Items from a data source
>>>

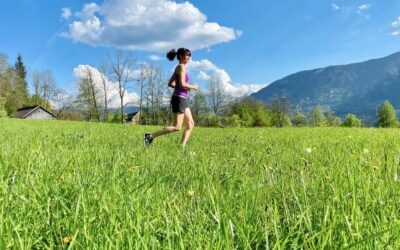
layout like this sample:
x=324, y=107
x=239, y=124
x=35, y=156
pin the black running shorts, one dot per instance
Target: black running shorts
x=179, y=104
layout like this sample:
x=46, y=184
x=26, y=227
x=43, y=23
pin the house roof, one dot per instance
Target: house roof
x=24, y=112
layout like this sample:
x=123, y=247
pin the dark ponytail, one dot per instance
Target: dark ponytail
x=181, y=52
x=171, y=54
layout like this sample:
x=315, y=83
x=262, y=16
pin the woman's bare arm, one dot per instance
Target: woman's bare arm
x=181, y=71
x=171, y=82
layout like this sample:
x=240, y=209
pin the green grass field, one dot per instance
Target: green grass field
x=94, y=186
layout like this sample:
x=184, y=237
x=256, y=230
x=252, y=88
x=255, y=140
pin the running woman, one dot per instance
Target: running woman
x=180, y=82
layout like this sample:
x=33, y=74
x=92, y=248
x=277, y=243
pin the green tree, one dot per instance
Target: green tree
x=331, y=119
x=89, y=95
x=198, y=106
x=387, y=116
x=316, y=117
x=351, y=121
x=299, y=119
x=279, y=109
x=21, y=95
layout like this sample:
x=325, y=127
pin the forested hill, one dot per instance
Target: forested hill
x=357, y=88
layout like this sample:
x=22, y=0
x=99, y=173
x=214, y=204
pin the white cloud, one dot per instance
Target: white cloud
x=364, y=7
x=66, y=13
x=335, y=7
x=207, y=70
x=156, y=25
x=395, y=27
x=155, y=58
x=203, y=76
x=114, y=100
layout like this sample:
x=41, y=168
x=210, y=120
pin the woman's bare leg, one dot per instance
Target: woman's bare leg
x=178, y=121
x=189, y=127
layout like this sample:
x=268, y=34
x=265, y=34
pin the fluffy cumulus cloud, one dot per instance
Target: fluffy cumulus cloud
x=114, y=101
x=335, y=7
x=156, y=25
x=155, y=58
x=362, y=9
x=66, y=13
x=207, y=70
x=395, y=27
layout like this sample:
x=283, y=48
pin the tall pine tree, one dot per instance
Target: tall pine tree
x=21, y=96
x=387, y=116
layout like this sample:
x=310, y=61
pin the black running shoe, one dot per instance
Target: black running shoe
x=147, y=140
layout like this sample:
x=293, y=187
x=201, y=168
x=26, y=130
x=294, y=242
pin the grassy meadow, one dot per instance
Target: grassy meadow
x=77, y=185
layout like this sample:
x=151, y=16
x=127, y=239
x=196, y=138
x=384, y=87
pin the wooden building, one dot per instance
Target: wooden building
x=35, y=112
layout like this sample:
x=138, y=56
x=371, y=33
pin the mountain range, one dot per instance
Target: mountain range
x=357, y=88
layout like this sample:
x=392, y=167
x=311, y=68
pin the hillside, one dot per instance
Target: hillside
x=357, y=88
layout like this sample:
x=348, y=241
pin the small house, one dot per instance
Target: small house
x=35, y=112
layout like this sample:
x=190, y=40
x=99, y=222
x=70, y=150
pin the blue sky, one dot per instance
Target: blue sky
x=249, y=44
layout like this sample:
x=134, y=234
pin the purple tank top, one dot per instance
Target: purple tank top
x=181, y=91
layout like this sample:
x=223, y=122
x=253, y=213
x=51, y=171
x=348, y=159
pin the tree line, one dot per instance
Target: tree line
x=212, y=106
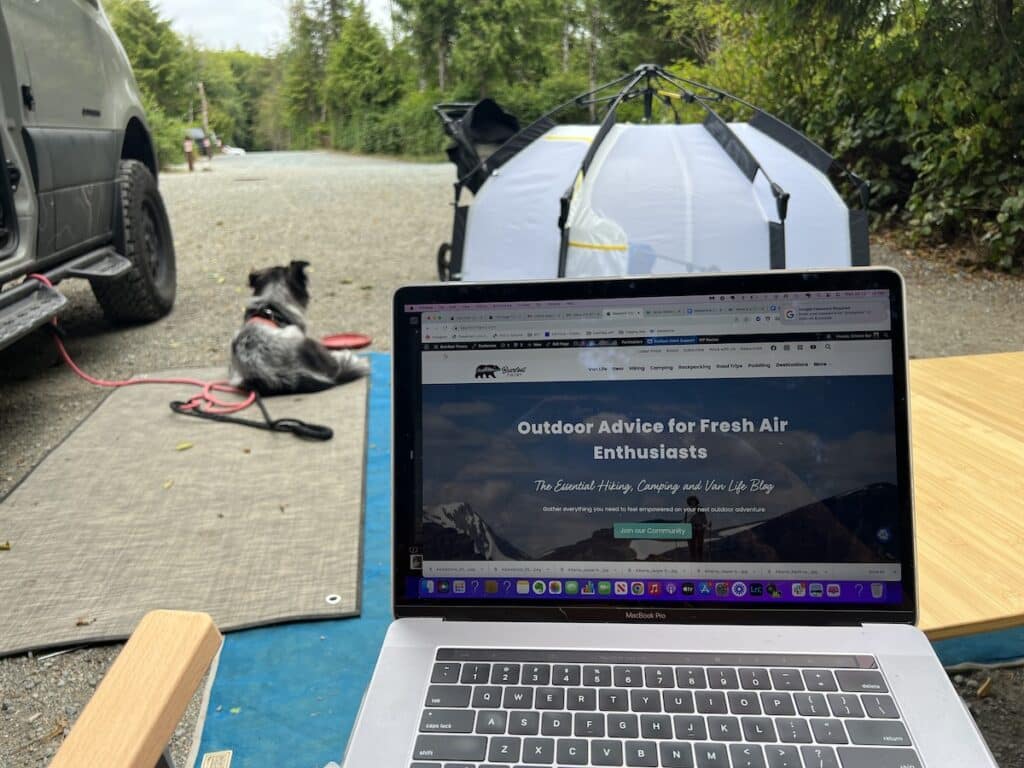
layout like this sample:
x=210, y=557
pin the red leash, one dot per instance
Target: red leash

<<<

ASSIGNED TASK. All entries must be written out again exactly as given, with no pictures in the copy.

EXERCISE RESULT.
layout like this sample:
x=324, y=107
x=239, y=124
x=35, y=156
pin the black running shorts, one dot per instance
Target: black running shorts
x=179, y=104
layout like this sample:
x=46, y=184
x=26, y=227
x=43, y=23
pin the house roof, one dot per instance
Target: house roof
x=24, y=112
layout like this sample:
x=123, y=247
pin the dark ponytail, one dot per instance
Target: dark ponytail
x=181, y=52
x=171, y=54
layout like this sample:
x=315, y=83
x=262, y=16
pin the woman's bare arm, one dot per instance
Target: woman's bare arm
x=181, y=71
x=171, y=82
layout like this sample:
x=240, y=209
pin the green grass field, one dot per instance
Target: green grass field
x=94, y=186
layout like this sample:
x=184, y=237
x=256, y=230
x=252, y=88
x=255, y=140
pin the running woman, one dot per instance
Target: running woman
x=180, y=82
layout like this sample:
x=33, y=74
x=92, y=248
x=277, y=243
pin the green tree, one dot per instance
Target: green tree
x=331, y=119
x=89, y=95
x=198, y=106
x=387, y=116
x=316, y=117
x=351, y=121
x=299, y=119
x=279, y=109
x=21, y=95
layout like this sample:
x=325, y=127
pin the forested hill, one dot per instance
Target: forested hill
x=357, y=88
layout like this sample:
x=22, y=0
x=99, y=173
x=214, y=204
pin the white cloud, one dot per instance
Target: white cloud
x=364, y=7
x=66, y=13
x=335, y=7
x=207, y=70
x=156, y=25
x=395, y=27
x=155, y=58
x=203, y=76
x=114, y=100
layout like this sample:
x=41, y=168
x=210, y=120
pin the woman's bare leg, one dot per instance
Target: woman's bare leg
x=178, y=121
x=189, y=127
layout like this sample:
x=268, y=34
x=265, y=34
pin the fluffy cumulus cloud, one dot per instance
Target: fluffy cumulus cloud
x=114, y=101
x=335, y=7
x=156, y=25
x=155, y=58
x=362, y=9
x=66, y=13
x=207, y=70
x=395, y=27
layout like this sample:
x=283, y=48
pin the tall pine tree, one dot per instance
Target: tall pine tree
x=21, y=96
x=387, y=116
layout like this sample:
x=310, y=61
pin the black running shoe, one dot per instance
Target: black running shoe
x=147, y=140
layout like this sample:
x=293, y=187
x=201, y=168
x=26, y=130
x=294, y=242
pin the grassy meadow, one dot per instance
Target: grassy meadow
x=77, y=185
layout like this sample:
x=151, y=16
x=127, y=239
x=196, y=138
x=384, y=87
pin the wooden building, one dot per instance
Target: wooden building
x=35, y=112
layout like this sample:
x=138, y=56
x=371, y=33
pin the mountain range, one dot per instance
Target: mountain range
x=357, y=88
layout like this sample:
x=392, y=167
x=311, y=68
pin the hillside, one dot per instance
Target: hillside
x=357, y=88
layout like this sample:
x=348, y=241
pin the small house, one dot per instance
Target: small house
x=35, y=112
layout like this sample:
x=190, y=40
x=99, y=222
x=70, y=150
pin the blue sky, one dot per instance
Target: blue sky
x=249, y=44
layout like this sample:
x=134, y=234
pin the purple tank top, one dot per instance
Target: purple tank top
x=181, y=91
layout like this sample:
x=223, y=122
x=253, y=213
x=51, y=171
x=348, y=159
pin the tree line, one dot per instance
Target: tree line
x=212, y=106
layout like this sample:
x=210, y=557
pin the red leash, one dot per instance
Target: red leash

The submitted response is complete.